== YOUR GOAL ==
Reproduce the lines below exactly, from the line containing "Where can you find the table" through the last line, with both of those lines included.
____
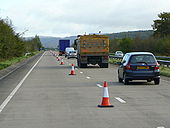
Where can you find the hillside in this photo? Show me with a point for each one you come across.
(131, 34)
(52, 42)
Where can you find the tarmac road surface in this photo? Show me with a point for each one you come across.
(42, 94)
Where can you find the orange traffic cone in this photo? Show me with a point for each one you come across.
(62, 62)
(105, 100)
(58, 58)
(72, 70)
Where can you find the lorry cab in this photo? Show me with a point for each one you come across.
(68, 50)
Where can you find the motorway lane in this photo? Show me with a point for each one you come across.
(8, 83)
(50, 97)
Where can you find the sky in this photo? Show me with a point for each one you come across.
(61, 18)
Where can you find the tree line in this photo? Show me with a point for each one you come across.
(158, 43)
(12, 44)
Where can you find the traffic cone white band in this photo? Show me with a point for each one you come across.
(72, 68)
(105, 92)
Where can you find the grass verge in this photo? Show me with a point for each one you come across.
(6, 63)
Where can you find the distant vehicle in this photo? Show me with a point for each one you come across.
(67, 50)
(63, 44)
(119, 53)
(72, 54)
(92, 49)
(139, 66)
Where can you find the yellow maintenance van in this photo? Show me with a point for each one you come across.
(92, 49)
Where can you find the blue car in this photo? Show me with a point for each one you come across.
(139, 66)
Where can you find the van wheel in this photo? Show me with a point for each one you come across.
(125, 80)
(156, 81)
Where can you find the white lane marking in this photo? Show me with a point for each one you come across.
(99, 85)
(88, 77)
(120, 100)
(6, 101)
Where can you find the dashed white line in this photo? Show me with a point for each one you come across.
(6, 101)
(88, 77)
(99, 85)
(120, 100)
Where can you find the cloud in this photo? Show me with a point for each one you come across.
(70, 17)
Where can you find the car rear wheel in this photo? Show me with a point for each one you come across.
(156, 81)
(125, 80)
(119, 79)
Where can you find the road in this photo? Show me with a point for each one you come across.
(46, 96)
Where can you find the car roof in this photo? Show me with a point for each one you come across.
(139, 53)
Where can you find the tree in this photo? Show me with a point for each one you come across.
(161, 26)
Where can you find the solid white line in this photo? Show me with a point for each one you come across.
(6, 101)
(99, 85)
(120, 100)
(88, 77)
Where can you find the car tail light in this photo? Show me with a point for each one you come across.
(128, 67)
(157, 67)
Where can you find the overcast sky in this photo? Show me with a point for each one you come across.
(72, 17)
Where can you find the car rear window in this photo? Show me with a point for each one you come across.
(147, 59)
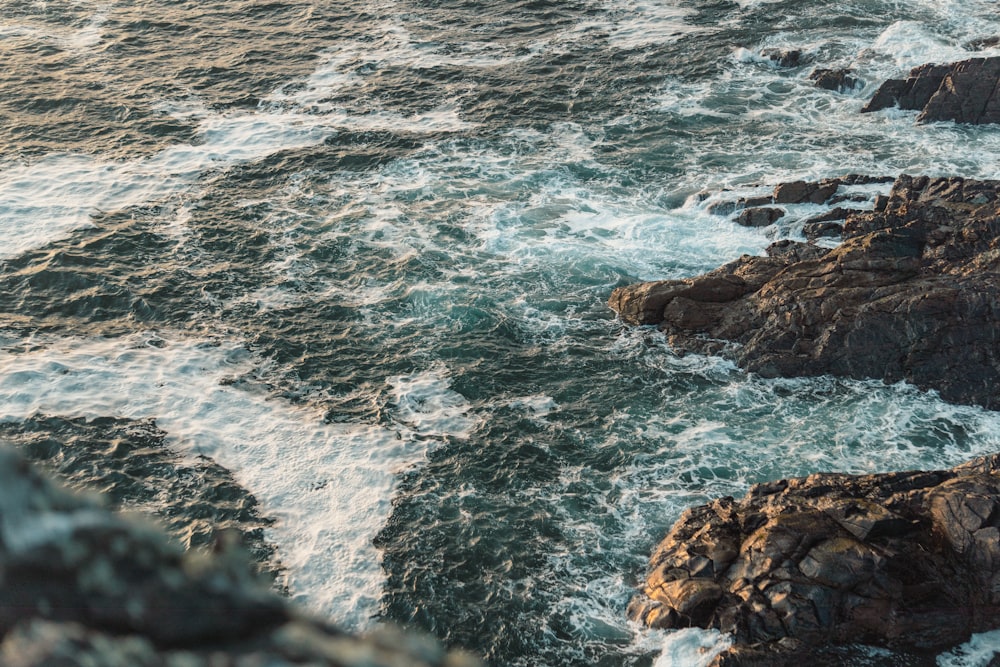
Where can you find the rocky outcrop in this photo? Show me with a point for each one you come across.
(82, 585)
(964, 92)
(909, 295)
(838, 80)
(909, 561)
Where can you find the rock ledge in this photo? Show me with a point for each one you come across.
(909, 561)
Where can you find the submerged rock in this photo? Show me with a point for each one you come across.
(838, 80)
(82, 585)
(909, 561)
(909, 295)
(964, 92)
(785, 57)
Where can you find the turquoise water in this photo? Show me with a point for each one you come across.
(358, 256)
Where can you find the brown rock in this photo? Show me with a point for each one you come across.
(906, 561)
(964, 92)
(759, 217)
(909, 295)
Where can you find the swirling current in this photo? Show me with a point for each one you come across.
(333, 275)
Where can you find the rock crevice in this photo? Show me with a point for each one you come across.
(909, 295)
(908, 561)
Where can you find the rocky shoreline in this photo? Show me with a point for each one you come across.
(807, 569)
(82, 585)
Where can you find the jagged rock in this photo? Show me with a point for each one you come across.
(81, 585)
(817, 230)
(964, 92)
(759, 217)
(838, 80)
(983, 43)
(801, 192)
(909, 561)
(784, 57)
(909, 295)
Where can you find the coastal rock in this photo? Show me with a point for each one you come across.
(965, 92)
(838, 80)
(83, 585)
(784, 57)
(909, 295)
(909, 561)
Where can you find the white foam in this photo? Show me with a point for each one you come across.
(537, 406)
(912, 43)
(329, 485)
(979, 651)
(348, 64)
(425, 403)
(692, 647)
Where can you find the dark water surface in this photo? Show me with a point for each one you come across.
(334, 275)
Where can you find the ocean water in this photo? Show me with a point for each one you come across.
(357, 255)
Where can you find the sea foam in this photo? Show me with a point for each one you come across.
(328, 485)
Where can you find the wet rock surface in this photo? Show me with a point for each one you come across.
(838, 80)
(909, 295)
(965, 92)
(129, 462)
(82, 585)
(908, 561)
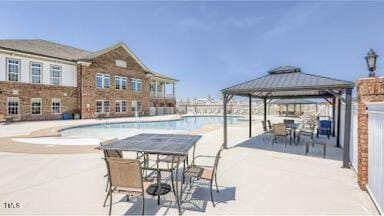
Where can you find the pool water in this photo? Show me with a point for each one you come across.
(126, 129)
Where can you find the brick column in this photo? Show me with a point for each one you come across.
(368, 90)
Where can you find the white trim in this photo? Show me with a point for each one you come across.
(36, 56)
(31, 74)
(7, 69)
(121, 44)
(51, 73)
(41, 106)
(120, 102)
(103, 106)
(85, 63)
(18, 105)
(59, 100)
(103, 77)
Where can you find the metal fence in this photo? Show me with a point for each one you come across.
(376, 153)
(353, 149)
(161, 110)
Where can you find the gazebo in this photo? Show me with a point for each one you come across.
(292, 102)
(287, 82)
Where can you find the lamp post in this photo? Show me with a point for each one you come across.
(371, 62)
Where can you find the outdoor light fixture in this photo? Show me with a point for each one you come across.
(371, 62)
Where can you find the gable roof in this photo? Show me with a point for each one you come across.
(288, 81)
(44, 48)
(59, 51)
(155, 74)
(93, 55)
(293, 101)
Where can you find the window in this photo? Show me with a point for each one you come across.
(36, 72)
(13, 69)
(121, 106)
(106, 106)
(99, 106)
(103, 80)
(124, 106)
(121, 63)
(136, 106)
(136, 85)
(13, 106)
(36, 106)
(121, 82)
(55, 74)
(102, 106)
(56, 106)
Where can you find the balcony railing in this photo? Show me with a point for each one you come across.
(161, 95)
(161, 110)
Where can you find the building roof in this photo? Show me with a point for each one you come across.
(44, 48)
(293, 101)
(55, 50)
(155, 74)
(289, 81)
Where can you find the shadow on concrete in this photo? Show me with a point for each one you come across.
(264, 142)
(195, 199)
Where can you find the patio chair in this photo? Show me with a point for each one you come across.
(266, 130)
(324, 128)
(110, 153)
(280, 130)
(176, 160)
(288, 121)
(208, 173)
(125, 175)
(6, 119)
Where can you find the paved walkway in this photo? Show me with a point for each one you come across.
(254, 178)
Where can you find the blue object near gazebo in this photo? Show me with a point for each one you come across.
(325, 128)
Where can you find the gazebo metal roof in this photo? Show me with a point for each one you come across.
(288, 81)
(293, 101)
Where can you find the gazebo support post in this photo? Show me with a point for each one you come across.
(333, 116)
(347, 130)
(338, 122)
(225, 119)
(226, 99)
(265, 110)
(250, 116)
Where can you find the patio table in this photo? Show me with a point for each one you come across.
(293, 127)
(164, 144)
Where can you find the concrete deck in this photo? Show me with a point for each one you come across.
(253, 178)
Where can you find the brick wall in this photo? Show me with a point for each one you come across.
(368, 90)
(106, 64)
(25, 91)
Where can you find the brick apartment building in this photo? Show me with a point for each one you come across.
(42, 80)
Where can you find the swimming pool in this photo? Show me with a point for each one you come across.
(126, 129)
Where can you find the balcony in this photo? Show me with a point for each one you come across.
(162, 90)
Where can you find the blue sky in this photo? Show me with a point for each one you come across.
(212, 45)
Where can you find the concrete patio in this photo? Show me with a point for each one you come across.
(253, 178)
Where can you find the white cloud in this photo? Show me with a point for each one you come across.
(192, 22)
(244, 22)
(233, 22)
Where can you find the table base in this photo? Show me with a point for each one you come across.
(154, 190)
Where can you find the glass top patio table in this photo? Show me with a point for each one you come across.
(293, 126)
(171, 144)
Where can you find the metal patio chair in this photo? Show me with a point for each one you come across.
(175, 160)
(208, 173)
(110, 153)
(280, 130)
(125, 176)
(266, 130)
____
== ANSWER BELOW ==
Where can you find the table base in this photo? Show me with a point for each one you come across.
(154, 190)
Where can you find the glass top patio table in this photo? Show me with a point for each one you come across.
(293, 126)
(171, 144)
Where can you find the metal patio chair in this photo? Show me with a point for each one you come across.
(175, 160)
(208, 173)
(110, 153)
(280, 130)
(125, 176)
(266, 130)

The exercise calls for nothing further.